**SEITENAUSZUG:**
#####
WIRTSCHAFTSLOBBYISMUS Durch Stiftungsprofessuren und den Zwang, Drittmittel einzuwerben, geraten Universitäten immer stärker in die Abhängigkeit der Wirtschaft. Von Jeannette Goddar

Jeannette Goddar ist Journalistin in Berlin  

Dass er einem Vertrag zustimmen sollte, von dem er nur das Deckblatt kannte, machte Detlef Hensche stutzig. Als Mitglied des Kuratoriums einer Universität sollte er die Zusammenarbeit mit der Deutschen Bank absegnen, ohne die Geschäftsgrundlage zu kennen? Hensche, der im Jahr 2006 als DGB-Vertreter im obersten Aufsichtsgremium der Humboldt-Universität (HU) saß, sorgte dafür, dass der Tagesordnungspunkt verschoben wurde, und beantragte erst einmal Vertragseinsicht. Was er darin zu lesen bekam, übertraf seine schlimmsten Befürchtungen. Auf 16 Seiten wurde da, bereits abgesegnet von den Präsidien der Humboldt- und der Technischen Universität (TU) Berlin, eine „langfristige“ Partnerschaft vereinbart, wie Hensche sie überhaupt noch nie gesehen hatte. „Das war nicht nur frech. Da wurden in mehreren Punkten Grundrechte verletzt“, sagt Hensche.
#####
**ÜBUNGSDATEN:**
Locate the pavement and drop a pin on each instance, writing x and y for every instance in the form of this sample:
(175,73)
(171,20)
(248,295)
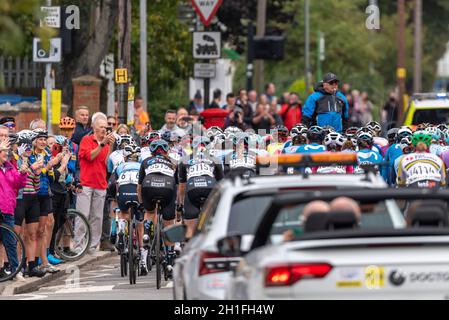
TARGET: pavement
(14,287)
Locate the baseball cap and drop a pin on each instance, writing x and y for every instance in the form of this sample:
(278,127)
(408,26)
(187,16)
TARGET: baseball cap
(328,77)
#####
**AUFGABENSTELLUNG:**
• A. Erklären Sie in ein bis drei Sätzen, weshalb Detlef Hensche laut Seitenauszug die Vertragseinsicht beantragte.
• B. Schreiben Sie den Seitenauszug über die Partnerschaft der Berliner Universitäten mit der Deutschen Bank weiter.
Die Zeilen stehen in keinem Zusammenhang mit dem Seitenauszug.

**SCHRIFTLICHE ANTWORTEN:**
• A. Hensche sollte als Kuratoriumsmitglied der Humboldt-Universität die Zusammenarbeit mit der Deutschen Bank absegnen, kannte von dem Vertrag aber nur das Deckblatt. Das machte ihn stutzig, weil er so die Geschäftsgrundlage nicht kannte. Deshalb ließ er den Tagesordnungspunkt verschieben und beantragte zunächst Einsicht in den Vertrag.

• B.
Die Berliner Universitäten hatten dem Partner aus der Wirtschaft weitgehende Mitbestimmungsrechte eingeräumt: Über die Besetzung der zwei Stiftungsprofessuren sollte „im Einvernehmen“ mit der Deutschen Bank entschieden werden. Die Arbeit des zu gründenden „Instituts für angewandte Finanzmathematik“ sollte ein „Lenkungsausschuss“ steuern, in dem nicht die Stimme des Universitätsdekans, sondern die eines von der Bank entsandten „Managing Directors“ das größte Gewicht haben sollte. Forschungsergebnisse sollten der Deutschen Bank vorab zur Freigabe vorgelegt werden. 

Frappiert hat Hensche, der bis 2001 Vorsitzender der IG Medien war, aber auch der Umfang, in dem die Universität sich als Plattform für PR und Recruiting angedient hatte. Der Vertrag verpflichtete die Humboldt-Universität, „in ihren Publikationen auf die Kooperation hinzuweisen“, und der Bank wurde genehmigt, „redaktionelle Beiträge in hochschuleigenen Medien“ zu verfassen. Außerdem sollte es „einen Deutsche-Bank-spezifischen Kontakttag pro Jahr“ geben – mit der Erlaubnis, Studierende mit „Karriereangeboten anzusprechen“ und „Unternehmenspräsentationen“ durchzuführen. Detlef Hensche las den Vertrag und dachte: So etwas kann und wird ein Kuratorium, besetzt mit Vertretern des Uni-Präsidiums, des Berliner Senats sowie von Arbeitnehmern und Arbeitgebern und unabhängigen Bildungsexperten, nicht durchgehen lassen.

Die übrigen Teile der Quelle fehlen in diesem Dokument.